• _EXERCISE AIM_
Could you copy out all the records below with "photo" renamed to "image" everywhere and nothing else changed? Omit the pictures from your answer.

• _GIVEN DATA_

------------------------------------------------------------------------

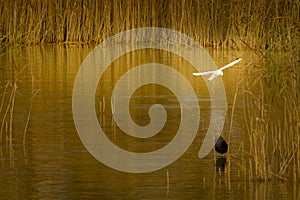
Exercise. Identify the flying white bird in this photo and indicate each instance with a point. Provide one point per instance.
(217, 72)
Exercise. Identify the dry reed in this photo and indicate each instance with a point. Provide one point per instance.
(271, 94)
(216, 23)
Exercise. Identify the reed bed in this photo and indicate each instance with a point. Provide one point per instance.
(272, 116)
(9, 95)
(236, 24)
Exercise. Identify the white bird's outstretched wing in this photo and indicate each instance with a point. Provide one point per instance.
(203, 73)
(231, 64)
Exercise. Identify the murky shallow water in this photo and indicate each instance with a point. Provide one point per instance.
(54, 164)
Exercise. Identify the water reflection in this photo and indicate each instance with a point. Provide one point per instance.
(54, 164)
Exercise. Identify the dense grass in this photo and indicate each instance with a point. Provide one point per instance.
(253, 23)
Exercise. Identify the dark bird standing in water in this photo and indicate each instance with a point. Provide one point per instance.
(221, 145)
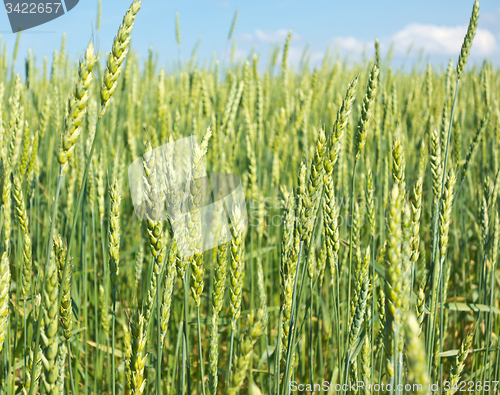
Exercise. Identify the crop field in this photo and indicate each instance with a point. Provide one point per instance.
(364, 251)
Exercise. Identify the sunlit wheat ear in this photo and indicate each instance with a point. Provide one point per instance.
(22, 216)
(366, 111)
(114, 232)
(138, 358)
(66, 310)
(217, 302)
(471, 32)
(77, 107)
(243, 360)
(16, 122)
(459, 363)
(4, 297)
(48, 335)
(237, 265)
(392, 276)
(117, 56)
(417, 371)
(359, 311)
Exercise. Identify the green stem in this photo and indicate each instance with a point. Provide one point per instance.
(228, 372)
(49, 249)
(200, 350)
(113, 340)
(186, 369)
(158, 339)
(432, 322)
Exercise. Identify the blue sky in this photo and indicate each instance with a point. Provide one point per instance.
(436, 26)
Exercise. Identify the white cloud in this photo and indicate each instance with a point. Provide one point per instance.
(442, 40)
(276, 36)
(351, 44)
(492, 17)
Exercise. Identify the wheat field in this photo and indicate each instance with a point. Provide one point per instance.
(370, 254)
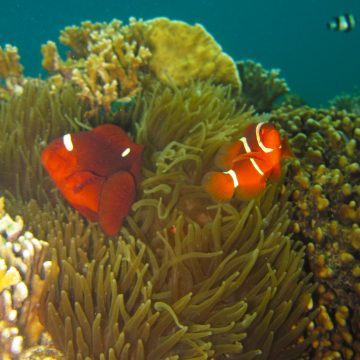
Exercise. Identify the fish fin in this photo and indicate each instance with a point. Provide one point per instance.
(116, 198)
(219, 185)
(286, 151)
(246, 156)
(227, 152)
(250, 192)
(275, 173)
(82, 190)
(113, 134)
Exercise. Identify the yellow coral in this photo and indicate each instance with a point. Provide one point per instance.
(11, 72)
(181, 53)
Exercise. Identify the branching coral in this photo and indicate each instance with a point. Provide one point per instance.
(260, 87)
(11, 72)
(327, 197)
(111, 63)
(103, 63)
(21, 284)
(187, 278)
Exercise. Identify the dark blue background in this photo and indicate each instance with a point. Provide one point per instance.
(290, 35)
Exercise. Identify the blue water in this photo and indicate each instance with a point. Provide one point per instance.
(289, 35)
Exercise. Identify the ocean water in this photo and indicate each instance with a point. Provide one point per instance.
(290, 35)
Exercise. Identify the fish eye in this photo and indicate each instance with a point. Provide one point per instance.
(126, 152)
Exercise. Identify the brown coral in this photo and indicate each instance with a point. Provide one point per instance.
(103, 63)
(186, 277)
(327, 198)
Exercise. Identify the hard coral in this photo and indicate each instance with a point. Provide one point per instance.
(103, 62)
(182, 53)
(327, 197)
(21, 284)
(11, 72)
(111, 63)
(187, 278)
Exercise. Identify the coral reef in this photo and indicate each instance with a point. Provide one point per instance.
(11, 72)
(28, 122)
(182, 53)
(102, 62)
(260, 87)
(187, 278)
(111, 63)
(327, 197)
(22, 272)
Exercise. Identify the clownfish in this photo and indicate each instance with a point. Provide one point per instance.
(342, 23)
(97, 172)
(247, 164)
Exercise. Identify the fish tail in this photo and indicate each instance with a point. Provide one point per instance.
(219, 185)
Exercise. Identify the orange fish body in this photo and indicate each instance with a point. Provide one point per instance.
(247, 164)
(97, 172)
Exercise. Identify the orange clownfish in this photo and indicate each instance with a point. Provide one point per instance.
(247, 164)
(97, 172)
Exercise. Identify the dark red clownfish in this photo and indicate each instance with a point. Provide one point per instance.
(97, 172)
(247, 163)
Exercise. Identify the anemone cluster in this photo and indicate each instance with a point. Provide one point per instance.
(186, 277)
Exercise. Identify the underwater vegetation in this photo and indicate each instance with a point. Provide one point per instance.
(326, 200)
(186, 277)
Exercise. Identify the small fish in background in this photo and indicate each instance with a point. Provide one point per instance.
(247, 164)
(342, 23)
(97, 172)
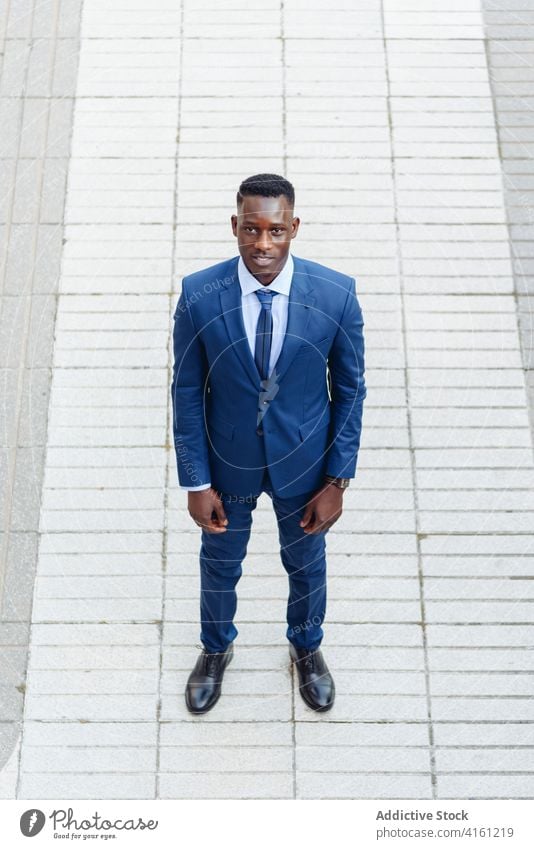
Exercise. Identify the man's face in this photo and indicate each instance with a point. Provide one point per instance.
(264, 228)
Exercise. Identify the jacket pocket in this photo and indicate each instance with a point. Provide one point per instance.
(221, 426)
(313, 426)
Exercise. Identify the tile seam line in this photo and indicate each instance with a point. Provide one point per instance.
(513, 259)
(52, 69)
(169, 420)
(432, 772)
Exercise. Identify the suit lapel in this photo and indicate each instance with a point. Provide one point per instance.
(301, 300)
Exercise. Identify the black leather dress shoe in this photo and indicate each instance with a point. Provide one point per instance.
(204, 683)
(315, 682)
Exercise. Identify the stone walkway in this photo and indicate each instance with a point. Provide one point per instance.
(406, 128)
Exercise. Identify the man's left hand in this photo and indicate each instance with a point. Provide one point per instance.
(323, 509)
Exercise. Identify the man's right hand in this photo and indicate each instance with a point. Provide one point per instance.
(202, 504)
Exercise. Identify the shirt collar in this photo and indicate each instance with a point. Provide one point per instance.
(281, 283)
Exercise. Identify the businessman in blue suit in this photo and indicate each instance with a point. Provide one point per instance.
(267, 390)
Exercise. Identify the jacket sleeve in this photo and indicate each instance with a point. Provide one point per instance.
(190, 373)
(347, 385)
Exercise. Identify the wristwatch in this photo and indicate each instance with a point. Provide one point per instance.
(341, 483)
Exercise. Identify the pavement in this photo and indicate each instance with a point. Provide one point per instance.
(407, 128)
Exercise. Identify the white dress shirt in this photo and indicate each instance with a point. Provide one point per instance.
(251, 308)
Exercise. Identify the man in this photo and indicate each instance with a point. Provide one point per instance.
(268, 389)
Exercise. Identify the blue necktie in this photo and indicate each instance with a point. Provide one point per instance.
(264, 330)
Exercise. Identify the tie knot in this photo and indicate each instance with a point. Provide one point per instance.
(265, 297)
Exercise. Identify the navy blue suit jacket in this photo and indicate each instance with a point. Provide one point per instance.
(312, 404)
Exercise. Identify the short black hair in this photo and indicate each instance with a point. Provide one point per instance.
(267, 186)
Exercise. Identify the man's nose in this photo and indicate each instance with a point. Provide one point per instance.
(263, 242)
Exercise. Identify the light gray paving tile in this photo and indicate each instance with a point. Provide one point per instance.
(312, 785)
(53, 785)
(488, 760)
(359, 759)
(70, 760)
(476, 709)
(90, 707)
(203, 760)
(483, 786)
(492, 734)
(246, 785)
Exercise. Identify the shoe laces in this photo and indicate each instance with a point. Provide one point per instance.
(309, 662)
(211, 662)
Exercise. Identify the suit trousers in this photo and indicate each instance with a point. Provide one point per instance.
(303, 557)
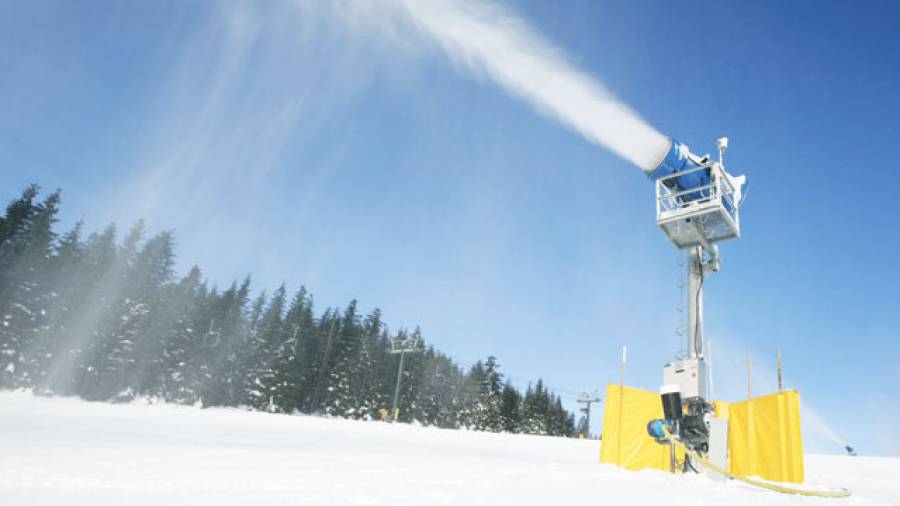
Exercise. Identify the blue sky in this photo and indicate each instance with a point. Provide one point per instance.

------------------------------------------------------------------------

• _FULL ANSWER_
Exercise. Identify the flying white bird in this image and indicate each instance with a point. Provide one point per instance.
(217, 72)
Exercise. Identify the dry reed in this image and indicate each instance with a point. Provide one point per instance.
(271, 94)
(216, 23)
Exercise. Identify the reed bed in this image and indicate each instance with a point. Provide one point per instance.
(272, 116)
(9, 95)
(236, 24)
Exercise. Identify the white bird's outstretched wing in this image and indicate each instance with a point. Provide one point per instance.
(203, 73)
(231, 64)
Exercise. Identify the murky shallow water in this image and indicate each instance with a point. Provide one point per instance.
(54, 164)
Exercise. Identify the water reflection in this image and indicate each instance with a point. Provide one point per instance.
(54, 164)
Exercise. Identify the dense grass in this image and indicate each instance with a point. Provide one point per instance.
(253, 23)
Exercise. Identify the dark bird standing in water in this image and indicate each instance with a point. Provide one point per instance.
(221, 145)
Exercise. Identify the crop field in this image and indicate each instance with a point. Provide one point per instance.
(364, 251)
Exercise. Identify the sunlit wheat ear in this image and indicate each instance with a point. Provide one point per instance.
(22, 216)
(366, 111)
(114, 232)
(138, 358)
(66, 310)
(217, 302)
(471, 32)
(77, 107)
(243, 360)
(16, 122)
(459, 363)
(4, 297)
(48, 335)
(237, 265)
(392, 276)
(117, 56)
(417, 371)
(359, 311)
Exercise. Identify the green stem in this image and indicate each instance with a point. Provide one point per instance.
(228, 372)
(49, 249)
(200, 350)
(113, 340)
(186, 369)
(158, 339)
(432, 322)
Exercise. Identify the blue sky in this image and indicate each instance with a point. Provide one point per instance.
(436, 26)
Exercise. Identify the white cloud in this image and indicate each instance with a point. Provide one point per instance.
(442, 40)
(276, 36)
(351, 44)
(492, 17)
Exercise. Identify the wheat field in this image and indicate each instance with a point. Provide one point per instance.
(370, 254)
Exercise. Identify the fish fin in this image and indicate each instance with a point. Provide one point per instance.
(116, 198)
(219, 185)
(286, 151)
(246, 156)
(227, 152)
(250, 192)
(275, 173)
(82, 190)
(113, 134)
Exercise. Identify the yellow coral in this image and indicate each instance with a point. Provide one point per instance.
(11, 72)
(181, 53)
Exercise. Identify the branching coral in this image and indicate each instance with a point. Provide one point per instance.
(260, 87)
(11, 72)
(327, 197)
(111, 63)
(103, 63)
(21, 284)
(187, 278)
Exercise. Identify the dark blue background in this image and indicate each instance with a point. Provide one point per instance.
(290, 35)
Exercise. Identify the blue water in this image and indicate each instance with a point. Provide one point per instance.
(289, 35)
Exercise. Identify the ocean water in this image and indicate each instance with a point. Provide one point per instance.
(290, 35)
Exercise. Identify the fish eye in this image and indicate each instance with a point. Provide one point per instance.
(126, 152)
Exercise. Identify the brown coral in this image and indicate each instance with a point. Provide one point per instance.
(103, 63)
(186, 277)
(327, 198)
Exercise. Identify the hard coral in this image and indicate each instance with a point. Provide one point per instance.
(103, 62)
(182, 53)
(327, 197)
(21, 284)
(11, 72)
(111, 63)
(187, 278)
Exercise. Identify the coral reef in this image and indicate each instance with a point. Provide one point per instance.
(11, 72)
(28, 122)
(182, 53)
(102, 62)
(260, 87)
(187, 278)
(111, 63)
(327, 197)
(22, 272)
Exercise. Identify the clownfish in this image and indicate each instance with a point. Provide one point per instance.
(342, 23)
(97, 172)
(247, 164)
Exercise. Identify the fish tail in this image and indicate each instance with a point. Provide one point per instance.
(219, 185)
Exercise. Identify the orange fish body in this image and indicate each instance with a point. Provide one point per instance.
(247, 164)
(97, 172)
Exercise. Identify the orange clownfish in this image and indicate each instance with a point. Provide one point per instance.
(247, 164)
(97, 172)
Exercise. Identify the dark red clownfish in this image and indicate each instance with a point. Provide one point per instance.
(97, 172)
(247, 163)
Exercise. Identify the anemone cluster in this image and indicate each instance with a point. Provide one point per instance.
(186, 277)
Exercise. Identify the underwater vegetation in this image and indicate each instance with a point. Provide one point per instance.
(326, 200)
(186, 277)
Exercise. Identify the small fish in background in this image and indicate each instance with a point. Provide one point per instance.
(247, 164)
(342, 23)
(97, 172)
Exercise. Identify the man's face in this image and indicate each instance with a point. Provide one point per instance.
(264, 228)
Exercise. Identify the jacket pocket in this image and indicate each instance with a point. Provide one point per instance.
(221, 426)
(313, 426)
Exercise. Identify the tile seam line in this image and indicate each instance with a point. Provide one point per instance.
(513, 259)
(52, 69)
(169, 420)
(432, 772)
Exercise. Identify the suit lapel in this image and indicate each instance with a point. Provide one point per instance.
(301, 300)
Exercise. Identify the black leather dress shoe in this image and indicate each instance with a point. Provide one point per instance.
(204, 683)
(315, 682)
Exercise. Identify the stone walkway in this image and indicate each instance with a point. Provide one point per instance.
(406, 128)
Exercise. Identify the man's left hand in this image and indicate each instance with a point. Provide one point per instance.
(323, 509)
Exercise. Identify the man's right hand in this image and indicate each instance with a point. Provide one point per instance.
(202, 504)
Exercise. Identify the shirt collar in this image and indicate each instance with a point. Provide one point per instance.
(281, 283)
Exercise. Identify the businessman in blue suit in this image and indicate each instance with a point. Provide one point per instance.
(267, 390)
Exercise. Identify the jacket sleeve in this image and indicate each instance with a point. Provide one point per instance.
(190, 373)
(347, 385)
Exercise. Identify the wristwatch in this image and indicate each instance with a point. Provide one point per instance.
(341, 483)
Exercise. Identify the pavement in this image and indicate each instance with a point. Provide one point per instance.
(407, 128)
Exercise. Identify the white dress shirt in this image and indicate each instance with a point. Provide one point per instance.
(251, 308)
Exercise. Identify the man in this image and indicate each instance with a point. Provide one point per instance.
(268, 389)
Exercise. Identify the blue necktie in this image and indicate each instance with a point. Provide one point per instance.
(264, 330)
Exercise. Identify the tie knot in this image and indicate each instance with a point. Provide one point per instance.
(265, 297)
Exercise. Identify the navy blue suit jacket in this image and indicate each instance with a point. Provide one point per instance.
(312, 404)
Exercise. Identify the short black hair in this image and indicate each instance with a point. Provide one point per instance.
(267, 186)
Exercise. Identify the man's nose in this image and indicate each instance with a point. Provide one point per instance.
(263, 242)
Exercise. Identify the light gray paving tile in this image and indicate each instance with a point. Provide one point per instance.
(312, 785)
(53, 785)
(488, 760)
(359, 759)
(70, 760)
(476, 709)
(90, 707)
(203, 760)
(483, 786)
(492, 734)
(246, 785)
Exercise. Identify the shoe laces in this image and indicate each instance with a point. Provide one point per instance.
(309, 662)
(211, 662)
Exercise. Identify the suit trousers in this image and indicate each instance with a point. Provide one point per instance.
(303, 557)
Exercise. Identify the blue sky in this image and indicate each instance with a point. Provide one point per instance.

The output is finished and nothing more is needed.